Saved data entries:
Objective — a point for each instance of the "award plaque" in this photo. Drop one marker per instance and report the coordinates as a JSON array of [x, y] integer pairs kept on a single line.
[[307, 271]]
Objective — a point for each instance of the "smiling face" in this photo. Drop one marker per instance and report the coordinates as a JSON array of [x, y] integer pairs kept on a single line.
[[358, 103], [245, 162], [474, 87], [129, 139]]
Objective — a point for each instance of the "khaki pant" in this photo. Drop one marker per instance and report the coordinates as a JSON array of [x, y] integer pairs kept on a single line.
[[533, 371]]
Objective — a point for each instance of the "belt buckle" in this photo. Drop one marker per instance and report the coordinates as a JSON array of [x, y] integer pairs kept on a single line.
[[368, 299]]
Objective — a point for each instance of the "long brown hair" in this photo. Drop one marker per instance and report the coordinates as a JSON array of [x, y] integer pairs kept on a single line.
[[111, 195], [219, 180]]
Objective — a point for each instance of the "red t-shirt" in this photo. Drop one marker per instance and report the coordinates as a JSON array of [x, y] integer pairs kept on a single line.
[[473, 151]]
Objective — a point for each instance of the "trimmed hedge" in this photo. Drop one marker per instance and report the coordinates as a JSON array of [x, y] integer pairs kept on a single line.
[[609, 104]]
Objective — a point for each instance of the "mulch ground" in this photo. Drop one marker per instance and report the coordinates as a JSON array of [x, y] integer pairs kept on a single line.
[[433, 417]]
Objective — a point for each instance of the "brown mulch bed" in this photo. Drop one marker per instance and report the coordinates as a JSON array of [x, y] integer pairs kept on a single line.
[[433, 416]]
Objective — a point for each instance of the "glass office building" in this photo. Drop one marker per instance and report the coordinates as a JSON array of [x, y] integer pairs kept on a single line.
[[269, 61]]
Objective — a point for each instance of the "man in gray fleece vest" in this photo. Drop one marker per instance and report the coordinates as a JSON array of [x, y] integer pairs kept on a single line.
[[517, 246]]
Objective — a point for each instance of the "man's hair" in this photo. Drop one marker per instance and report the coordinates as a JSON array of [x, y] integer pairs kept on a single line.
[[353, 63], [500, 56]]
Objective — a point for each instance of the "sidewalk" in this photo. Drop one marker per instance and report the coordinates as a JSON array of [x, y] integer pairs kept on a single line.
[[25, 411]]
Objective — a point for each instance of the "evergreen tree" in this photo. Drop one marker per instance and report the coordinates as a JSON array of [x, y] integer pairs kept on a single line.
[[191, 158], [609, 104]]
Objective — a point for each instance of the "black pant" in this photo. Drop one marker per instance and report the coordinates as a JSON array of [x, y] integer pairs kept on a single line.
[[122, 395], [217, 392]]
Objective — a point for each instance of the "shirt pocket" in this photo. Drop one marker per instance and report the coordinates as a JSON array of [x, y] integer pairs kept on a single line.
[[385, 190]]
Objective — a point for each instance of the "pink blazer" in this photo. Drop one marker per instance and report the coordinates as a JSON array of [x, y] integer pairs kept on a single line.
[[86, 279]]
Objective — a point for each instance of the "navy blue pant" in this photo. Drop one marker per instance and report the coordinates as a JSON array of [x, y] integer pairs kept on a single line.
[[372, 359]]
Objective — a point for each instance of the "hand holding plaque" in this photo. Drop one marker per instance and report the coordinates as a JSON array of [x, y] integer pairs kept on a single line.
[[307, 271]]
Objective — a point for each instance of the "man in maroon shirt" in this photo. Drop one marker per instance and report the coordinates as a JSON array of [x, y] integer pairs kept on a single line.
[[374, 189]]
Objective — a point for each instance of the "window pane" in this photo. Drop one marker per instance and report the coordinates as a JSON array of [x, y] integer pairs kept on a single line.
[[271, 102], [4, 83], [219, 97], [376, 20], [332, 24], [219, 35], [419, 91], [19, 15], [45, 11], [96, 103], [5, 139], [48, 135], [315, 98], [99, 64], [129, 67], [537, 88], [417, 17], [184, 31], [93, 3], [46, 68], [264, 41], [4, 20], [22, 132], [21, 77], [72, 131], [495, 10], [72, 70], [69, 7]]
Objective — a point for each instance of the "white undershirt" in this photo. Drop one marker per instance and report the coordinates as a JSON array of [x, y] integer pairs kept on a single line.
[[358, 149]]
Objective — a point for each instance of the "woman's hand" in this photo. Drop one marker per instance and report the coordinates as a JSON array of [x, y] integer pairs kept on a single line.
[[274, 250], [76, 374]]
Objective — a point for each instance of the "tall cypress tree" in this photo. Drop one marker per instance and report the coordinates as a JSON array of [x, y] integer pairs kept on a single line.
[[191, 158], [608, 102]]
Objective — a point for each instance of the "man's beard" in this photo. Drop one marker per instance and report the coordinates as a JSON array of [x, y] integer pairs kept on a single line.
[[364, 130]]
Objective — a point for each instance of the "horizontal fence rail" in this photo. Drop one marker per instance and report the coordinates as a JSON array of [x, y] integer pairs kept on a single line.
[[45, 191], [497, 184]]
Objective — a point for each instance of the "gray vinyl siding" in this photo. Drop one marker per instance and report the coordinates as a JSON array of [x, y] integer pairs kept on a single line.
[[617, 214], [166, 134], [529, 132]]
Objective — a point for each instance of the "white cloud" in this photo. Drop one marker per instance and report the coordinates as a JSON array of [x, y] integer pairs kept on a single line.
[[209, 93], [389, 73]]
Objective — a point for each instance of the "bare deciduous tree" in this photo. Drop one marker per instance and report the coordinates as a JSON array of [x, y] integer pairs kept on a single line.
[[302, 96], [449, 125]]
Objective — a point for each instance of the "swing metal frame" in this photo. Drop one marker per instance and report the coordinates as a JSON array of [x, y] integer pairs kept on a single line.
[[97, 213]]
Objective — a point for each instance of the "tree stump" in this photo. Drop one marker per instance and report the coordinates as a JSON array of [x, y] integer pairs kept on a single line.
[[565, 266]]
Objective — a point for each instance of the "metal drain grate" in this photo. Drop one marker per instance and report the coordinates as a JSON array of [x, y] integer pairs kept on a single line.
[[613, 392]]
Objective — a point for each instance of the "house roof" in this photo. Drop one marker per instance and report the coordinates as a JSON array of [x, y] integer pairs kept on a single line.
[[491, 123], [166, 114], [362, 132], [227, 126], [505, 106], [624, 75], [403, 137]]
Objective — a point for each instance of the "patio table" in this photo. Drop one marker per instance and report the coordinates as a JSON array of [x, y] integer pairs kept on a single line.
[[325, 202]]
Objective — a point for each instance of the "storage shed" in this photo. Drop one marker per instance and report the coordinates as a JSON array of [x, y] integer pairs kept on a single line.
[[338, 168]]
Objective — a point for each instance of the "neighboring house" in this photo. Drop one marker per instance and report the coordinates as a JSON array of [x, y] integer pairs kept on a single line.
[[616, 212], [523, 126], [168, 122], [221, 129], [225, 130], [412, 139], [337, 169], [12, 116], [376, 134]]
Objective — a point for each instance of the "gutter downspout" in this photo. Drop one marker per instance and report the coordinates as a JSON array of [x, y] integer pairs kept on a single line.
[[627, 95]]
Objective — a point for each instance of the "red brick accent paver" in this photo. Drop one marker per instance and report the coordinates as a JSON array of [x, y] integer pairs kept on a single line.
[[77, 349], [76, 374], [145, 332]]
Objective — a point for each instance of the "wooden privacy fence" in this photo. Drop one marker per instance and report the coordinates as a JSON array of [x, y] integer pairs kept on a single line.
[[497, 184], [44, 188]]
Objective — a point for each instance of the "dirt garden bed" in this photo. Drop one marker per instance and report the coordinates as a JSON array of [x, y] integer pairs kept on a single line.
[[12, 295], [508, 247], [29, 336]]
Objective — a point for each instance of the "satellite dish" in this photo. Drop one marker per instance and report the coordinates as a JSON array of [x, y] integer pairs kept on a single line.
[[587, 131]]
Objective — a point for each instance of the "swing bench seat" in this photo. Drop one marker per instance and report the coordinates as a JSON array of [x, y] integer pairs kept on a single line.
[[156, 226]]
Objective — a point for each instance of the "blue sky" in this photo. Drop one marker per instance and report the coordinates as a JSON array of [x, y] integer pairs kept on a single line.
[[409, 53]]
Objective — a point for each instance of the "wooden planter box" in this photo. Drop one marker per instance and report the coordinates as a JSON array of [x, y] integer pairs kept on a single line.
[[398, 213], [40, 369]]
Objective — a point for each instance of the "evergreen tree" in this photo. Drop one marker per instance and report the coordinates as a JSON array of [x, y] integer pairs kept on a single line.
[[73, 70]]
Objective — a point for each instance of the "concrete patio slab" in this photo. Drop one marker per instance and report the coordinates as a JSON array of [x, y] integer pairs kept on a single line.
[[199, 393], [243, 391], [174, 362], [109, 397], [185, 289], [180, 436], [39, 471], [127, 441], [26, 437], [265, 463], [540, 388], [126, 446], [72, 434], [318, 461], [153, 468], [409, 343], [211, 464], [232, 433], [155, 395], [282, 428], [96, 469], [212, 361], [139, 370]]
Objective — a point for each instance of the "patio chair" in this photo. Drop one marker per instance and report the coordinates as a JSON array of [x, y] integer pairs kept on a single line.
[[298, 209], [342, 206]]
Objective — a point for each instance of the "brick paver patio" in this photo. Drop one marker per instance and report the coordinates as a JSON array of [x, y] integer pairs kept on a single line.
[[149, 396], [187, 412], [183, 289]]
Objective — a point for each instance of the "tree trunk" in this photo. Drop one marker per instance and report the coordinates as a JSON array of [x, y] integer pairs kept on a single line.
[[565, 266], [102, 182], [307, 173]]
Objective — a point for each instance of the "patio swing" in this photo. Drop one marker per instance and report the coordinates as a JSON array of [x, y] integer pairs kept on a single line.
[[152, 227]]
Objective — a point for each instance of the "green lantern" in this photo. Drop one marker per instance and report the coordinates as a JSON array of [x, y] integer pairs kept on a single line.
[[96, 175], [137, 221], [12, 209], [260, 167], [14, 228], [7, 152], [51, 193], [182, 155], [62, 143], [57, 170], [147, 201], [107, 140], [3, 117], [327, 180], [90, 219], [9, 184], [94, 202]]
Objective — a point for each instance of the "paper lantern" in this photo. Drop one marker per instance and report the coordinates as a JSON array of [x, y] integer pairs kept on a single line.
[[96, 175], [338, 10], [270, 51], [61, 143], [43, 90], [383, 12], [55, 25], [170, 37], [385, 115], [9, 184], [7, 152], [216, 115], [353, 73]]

What is required
Reproduce the rows word for word, starting at the first line and ending at the line that contains "[[433, 417]]", with both of those lines included.

Task answer
Objective — a point for each instance of the "award plaque" in this photo. Drop one marker per instance and report the coordinates as a JSON array of [x, y] integer pairs kept on a single line.
[[307, 271]]
Objective — a point for each instance of the "smiling face" in this photo. Drop one marker per instance and report the coordinates as a JSON array of [x, y] integer pairs kept on a single line.
[[358, 103], [245, 162], [474, 87], [129, 139]]
Objective — a point for each instance of the "khaki pant" in this photo. Drop one marker per instance and report the coordinates as a JSON array of [x, y] integer pairs kept on a single line.
[[533, 371]]
Objective — a point for each instance of the "belt buckle" in this photo. Drop one marker per instance and report the coordinates as a JSON array of [x, y] integer pairs kept on a single line.
[[368, 299]]
Objective — a point for each instance of the "long brown hair" in this photo. Drop one marker per instance and report the coordinates as a JSON array of [x, y] integer pairs kept on a single line.
[[111, 195], [219, 180]]
Objective — a point for each instance of the "red t-shirt" in this photo. Drop one marker per instance and report the coordinates as a JSON array of [x, y] integer pairs kept on a single line.
[[473, 151]]
Objective — a point for each instance of the "trimmed hedge" in this photo. Drop one marker per instance and report the coordinates as a JSON array of [x, y] integer pairs kept on a single line.
[[609, 104]]
Objective — a point for each instance of the "mulch ground" in this photo. Drop one marker per instance and report the coordinates as a JSON array of [x, y] integer pairs kept on a single line.
[[433, 417]]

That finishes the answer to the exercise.